*PROBLEM DESCRIPTION*. Transcribe the listing below word for word.

Stored items:
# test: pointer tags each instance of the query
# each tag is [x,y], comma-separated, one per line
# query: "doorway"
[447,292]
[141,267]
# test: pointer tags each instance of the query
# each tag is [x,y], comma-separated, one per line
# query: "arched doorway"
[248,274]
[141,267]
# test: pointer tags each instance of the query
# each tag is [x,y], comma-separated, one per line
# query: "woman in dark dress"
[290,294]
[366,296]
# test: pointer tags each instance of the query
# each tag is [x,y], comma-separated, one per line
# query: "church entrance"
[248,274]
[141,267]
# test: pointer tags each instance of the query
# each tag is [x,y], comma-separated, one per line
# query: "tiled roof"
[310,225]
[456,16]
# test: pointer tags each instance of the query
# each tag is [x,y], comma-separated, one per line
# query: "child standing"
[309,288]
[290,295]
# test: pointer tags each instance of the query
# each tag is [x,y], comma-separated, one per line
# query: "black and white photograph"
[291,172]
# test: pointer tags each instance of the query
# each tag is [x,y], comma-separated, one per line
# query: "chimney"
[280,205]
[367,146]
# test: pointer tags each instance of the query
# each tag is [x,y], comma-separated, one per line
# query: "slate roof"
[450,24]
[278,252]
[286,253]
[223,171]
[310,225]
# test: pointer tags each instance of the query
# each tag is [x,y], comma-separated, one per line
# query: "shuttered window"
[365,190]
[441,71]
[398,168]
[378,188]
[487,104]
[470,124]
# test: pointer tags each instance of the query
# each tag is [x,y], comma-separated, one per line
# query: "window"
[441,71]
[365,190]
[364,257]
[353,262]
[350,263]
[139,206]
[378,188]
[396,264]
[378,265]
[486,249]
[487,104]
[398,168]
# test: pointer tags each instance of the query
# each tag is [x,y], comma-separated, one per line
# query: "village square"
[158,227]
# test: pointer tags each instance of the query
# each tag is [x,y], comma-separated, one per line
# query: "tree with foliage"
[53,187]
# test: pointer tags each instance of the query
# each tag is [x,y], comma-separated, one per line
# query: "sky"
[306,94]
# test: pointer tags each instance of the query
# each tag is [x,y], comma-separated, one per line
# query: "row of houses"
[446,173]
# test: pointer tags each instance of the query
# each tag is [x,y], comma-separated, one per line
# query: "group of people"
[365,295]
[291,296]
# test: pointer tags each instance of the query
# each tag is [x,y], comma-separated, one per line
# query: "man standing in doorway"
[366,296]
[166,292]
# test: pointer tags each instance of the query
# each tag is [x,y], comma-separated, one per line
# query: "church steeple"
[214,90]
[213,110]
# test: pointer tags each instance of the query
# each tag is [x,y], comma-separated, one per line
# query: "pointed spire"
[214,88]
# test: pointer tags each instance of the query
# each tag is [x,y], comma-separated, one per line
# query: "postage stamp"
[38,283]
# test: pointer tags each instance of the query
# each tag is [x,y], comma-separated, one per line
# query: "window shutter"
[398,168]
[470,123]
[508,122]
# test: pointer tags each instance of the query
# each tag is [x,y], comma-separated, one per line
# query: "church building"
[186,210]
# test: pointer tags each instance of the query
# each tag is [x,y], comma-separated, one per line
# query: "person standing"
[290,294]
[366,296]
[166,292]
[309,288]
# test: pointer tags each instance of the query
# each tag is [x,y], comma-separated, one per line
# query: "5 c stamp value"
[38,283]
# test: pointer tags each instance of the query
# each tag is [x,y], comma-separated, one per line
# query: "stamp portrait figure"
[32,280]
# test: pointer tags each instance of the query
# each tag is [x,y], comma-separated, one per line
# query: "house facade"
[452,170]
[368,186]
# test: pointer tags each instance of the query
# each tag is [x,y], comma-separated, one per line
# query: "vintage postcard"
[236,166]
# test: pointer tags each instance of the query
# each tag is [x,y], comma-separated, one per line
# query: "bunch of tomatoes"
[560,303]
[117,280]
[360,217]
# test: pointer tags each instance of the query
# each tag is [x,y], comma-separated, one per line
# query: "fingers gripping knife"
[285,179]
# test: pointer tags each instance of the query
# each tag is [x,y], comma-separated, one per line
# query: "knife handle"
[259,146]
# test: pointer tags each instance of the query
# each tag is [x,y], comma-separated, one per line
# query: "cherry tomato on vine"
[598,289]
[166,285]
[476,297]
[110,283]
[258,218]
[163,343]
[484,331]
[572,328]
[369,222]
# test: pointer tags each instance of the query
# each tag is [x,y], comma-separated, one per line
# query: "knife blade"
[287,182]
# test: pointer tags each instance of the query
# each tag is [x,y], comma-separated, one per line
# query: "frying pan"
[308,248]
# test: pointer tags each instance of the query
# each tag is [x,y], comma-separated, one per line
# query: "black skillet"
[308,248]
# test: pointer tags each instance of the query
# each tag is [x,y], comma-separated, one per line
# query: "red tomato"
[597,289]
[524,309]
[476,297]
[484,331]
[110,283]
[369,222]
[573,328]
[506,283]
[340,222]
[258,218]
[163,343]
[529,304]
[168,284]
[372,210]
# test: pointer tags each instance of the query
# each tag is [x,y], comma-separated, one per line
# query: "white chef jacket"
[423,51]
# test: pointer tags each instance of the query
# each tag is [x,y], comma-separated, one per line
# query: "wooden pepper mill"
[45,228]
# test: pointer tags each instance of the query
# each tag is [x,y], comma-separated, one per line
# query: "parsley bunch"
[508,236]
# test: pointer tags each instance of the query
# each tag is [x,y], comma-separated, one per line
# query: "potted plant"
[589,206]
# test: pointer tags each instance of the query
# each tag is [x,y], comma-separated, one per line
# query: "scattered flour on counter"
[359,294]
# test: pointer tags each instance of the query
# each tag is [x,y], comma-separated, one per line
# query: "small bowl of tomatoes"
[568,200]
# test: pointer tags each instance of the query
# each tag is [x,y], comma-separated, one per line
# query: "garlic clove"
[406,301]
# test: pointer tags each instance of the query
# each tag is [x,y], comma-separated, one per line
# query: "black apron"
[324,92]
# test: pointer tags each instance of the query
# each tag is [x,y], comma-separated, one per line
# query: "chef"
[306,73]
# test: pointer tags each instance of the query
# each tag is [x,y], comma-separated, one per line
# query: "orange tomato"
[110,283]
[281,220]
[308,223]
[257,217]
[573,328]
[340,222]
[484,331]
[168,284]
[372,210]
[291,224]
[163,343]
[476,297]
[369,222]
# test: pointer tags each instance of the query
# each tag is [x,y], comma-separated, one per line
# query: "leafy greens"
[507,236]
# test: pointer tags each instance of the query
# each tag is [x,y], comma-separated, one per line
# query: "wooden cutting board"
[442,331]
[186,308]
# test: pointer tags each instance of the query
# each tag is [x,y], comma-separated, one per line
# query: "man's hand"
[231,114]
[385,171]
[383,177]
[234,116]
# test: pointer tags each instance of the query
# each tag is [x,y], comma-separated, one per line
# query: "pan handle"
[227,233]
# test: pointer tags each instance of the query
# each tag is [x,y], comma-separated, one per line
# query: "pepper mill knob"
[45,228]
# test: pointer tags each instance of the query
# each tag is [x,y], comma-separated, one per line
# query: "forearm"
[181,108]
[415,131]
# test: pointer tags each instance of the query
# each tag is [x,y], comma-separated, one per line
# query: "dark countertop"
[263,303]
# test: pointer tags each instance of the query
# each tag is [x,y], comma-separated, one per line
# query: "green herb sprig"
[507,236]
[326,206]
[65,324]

*RESPONSE*.
# test: pointer tags each instance of the query
# each tag is [x,y], comma-separated, one per line
# query: "doorway"
[447,292]
[141,267]
# test: pointer tags each instance of the query
# each tag is [x,y], comma-separated, one per line
# query: "arched doorway"
[248,274]
[141,267]
# test: pointer tags each instance of the query
# each tag is [x,y], comma-separated, one per line
# query: "woman in dark dress"
[290,294]
[366,296]
# test: pointer tags each instance of the query
# each tag is [x,y], comma-separated, one per line
# query: "church entrance"
[248,274]
[141,267]
# test: pointer tags each instance of the query
# each tag is [x,y], comma-separated, one per line
# query: "tiled roof"
[310,225]
[456,16]
# test: pointer tags each instance of the query
# each tag is [x,y], comma-separated, one per line
# query: "child standing"
[309,288]
[290,295]
# test: pointer tags each instance of the query
# each tag is [x,y], comma-separated, one per line
# query: "black and white photograph"
[291,172]
# test: pointer tags each instance of the query
# each tag is [x,y], comma-separated, one per line
# query: "chimney"
[280,205]
[367,146]
# test: pointer tags each instance of the query
# each tag is [x,y], comma-separated, one per line
# query: "slate roof"
[450,24]
[278,252]
[286,253]
[223,171]
[310,225]
# test: pointer tags each instance of the query
# each tag is [x,y], comma-separated, one per line
# query: "shuttered window"
[365,190]
[441,71]
[398,168]
[378,188]
[487,104]
[470,124]
# test: pointer tags each instance of the query
# each tag is [x,y], comma-separated, one per line
# query: "window"
[441,71]
[365,190]
[364,257]
[353,262]
[350,263]
[139,206]
[378,188]
[396,264]
[378,265]
[486,249]
[487,104]
[398,168]
# test: pointer tags each instance of the query
# each tag is [x,y], comma-separated, one per line
# query: "village square"
[158,227]
# test: pointer tags each instance of the query
# each tag is [x,y], comma-separated, one per line
# query: "tree with foliage"
[53,187]
# test: pointer tags each instance of the query
# each tag is [x,y], comma-separated, one per line
# query: "sky"
[306,94]
# test: pointer tags each instance of the query
# each tag is [x,y], comma-separated, one per line
# query: "row of houses"
[446,173]
# test: pointer tags each instance of the query
# each tag is [x,y], comma-separated, one per line
# query: "group of people"
[365,295]
[291,296]
# test: pointer tags each instance of the query
# each tag is [x,y], comma-separated, one per line
# query: "man standing in doorway"
[366,296]
[166,292]
# test: pointer tags each instance of the query
# each tag is [x,y], comma-separated, one per line
# query: "church steeple"
[214,90]
[213,110]
# test: pointer tags each instance of the query
# each tag is [x,y], comma-separated, one per line
# query: "pointed spire"
[214,88]
# test: pointer tags each instance of the query
# each tag is [x,y], comma-separated, one per line
# query: "postage stamp"
[38,283]
# test: pointer tags each instance of the query
# each tag is [x,y], comma-separated, one per line
# query: "window shutter"
[398,168]
[470,123]
[508,122]
# test: pointer tags each instance of the query
# each tag is [x,y], comma-separated, one per line
# query: "church building"
[186,210]
# test: pointer tags each instance of the query
# each tag is [x,y], comma-separated, one per line
# query: "person standing"
[290,294]
[366,296]
[166,292]
[309,288]
# test: pointer tags each instance of the query
# each tag is [x,y], comma-separated, one per line
# query: "5 c stamp value"
[38,283]
# test: pointer tags each instance of the query
# each tag is [x,y], comma-separated, one per line
# query: "stamp portrait figure"
[32,280]
# test: pointer tags each instance of the query
# each tag is [x,y], comma-separated, one per line
# query: "house facade"
[452,170]
[368,186]
# test: pointer tags each instance of the query
# each tag is [x,y], comma-separated, one per line
# query: "vintage postcard"
[236,166]
# test: pointer tags each instance of the query
# each tag is [x,y], comma-separated, one per line
# query: "bunch of tomatoes"
[560,303]
[117,280]
[360,217]
# test: pointer tags each instance of the query
# each tag is [x,y], comma-separated, one per line
# query: "fingers gripping knife"
[285,179]
# test: pointer tags each instance of the query
# each tag is [x,y], comma-separated, one per line
# query: "knife handle"
[259,146]
# test: pointer tags each instance of the query
# each tag is [x,y], comma-separated, one per line
# query: "cherry tomato on vine"
[598,289]
[166,285]
[476,297]
[110,283]
[258,218]
[163,343]
[484,331]
[572,328]
[369,222]
# test: pointer tags each instance of the query
# each tag is [x,y], comma-separated, one per line
# query: "knife blade"
[287,182]
# test: pointer tags each instance of the query
# each tag is [x,y], comma-separated, one per line
# query: "frying pan"
[308,248]
# test: pointer tags each instance of the query
# each tag is [x,y], comma-separated, one per line
# query: "black skillet"
[308,248]
# test: pointer tags each instance of the query
# each tag is [x,y], comma-separated, one per line
# query: "red tomato"
[597,289]
[524,309]
[476,297]
[484,331]
[110,283]
[369,222]
[573,328]
[506,283]
[340,222]
[258,218]
[163,343]
[529,304]
[168,284]
[372,210]
# test: pointer tags each instance of the query
# each tag is [x,y], comma-separated, one per line
# query: "white chef jacket"
[423,51]
# test: pointer tags each instance of the query
# each tag is [x,y], comma-separated, one per line
# query: "wooden pepper mill"
[45,228]
# test: pointer tags each instance of the query
# each tag is [x,y], comma-separated, one per line
# query: "parsley bunch"
[508,236]
# test: pointer tags each instance of the query
# each tag is [x,y], comma-separated, one per line
# query: "potted plant"
[589,206]
# test: pointer tags each instance of the query
# each tag is [x,y], comma-separated, one per line
# query: "scattered flour on counter"
[359,294]
# test: pointer tags each instance of the query
# each tag is [x,y], comma-separated, one per line
# query: "small bowl of tomatoes"
[568,200]
# test: pointer tags each instance of the query
# each tag is [x,y], comma-separated, one per line
# query: "garlic clove"
[406,301]
# test: pointer tags each instance of the query
# each tag is [x,y], comma-separated, one per line
# query: "black apron"
[324,92]
# test: pointer tags each instance of the query
# each tag is [x,y], comma-separated, one per line
# query: "chef"
[306,73]
# test: pointer tags each instance of the query
# each tag is [x,y], comma-separated, one per line
# query: "orange tomato"
[110,283]
[281,220]
[308,223]
[257,217]
[573,328]
[340,222]
[484,331]
[168,284]
[372,210]
[291,224]
[163,343]
[476,297]
[369,222]
# test: pointer tags each instance of the query
# each tag is [x,y], comma-separated, one per line
# query: "leafy greens"
[507,236]
# test: pointer tags each instance of the query
# each tag is [x,y], comma-separated, one per line
# query: "wooden cutting board"
[442,331]
[186,308]
# test: pointer tags each instance of the query
# each tag is [x,y], comma-separated, one per line
# query: "man's hand"
[231,114]
[385,171]
[383,177]
[234,116]
# test: pointer tags each instance of the query
# each tag is [x,y], comma-separated, one per line
# query: "pan handle"
[227,233]
# test: pointer tags each instance of the query
# each tag is [x,y], comma-separated, one per line
# query: "pepper mill knob"
[45,228]
# test: pointer tags each instance of the query
# each tag is [x,y], comma-separated, one per line
# query: "forearm"
[181,108]
[415,131]
# test: pointer tags each instance of the query
# each tag is [x,y], comma-separated, one per line
# query: "dark countertop"
[263,303]
# test: pointer tags each instance of the query
# each tag is [x,y], comma-separated, one per line
# query: "green herb sprig"
[507,236]
[326,206]
[65,324]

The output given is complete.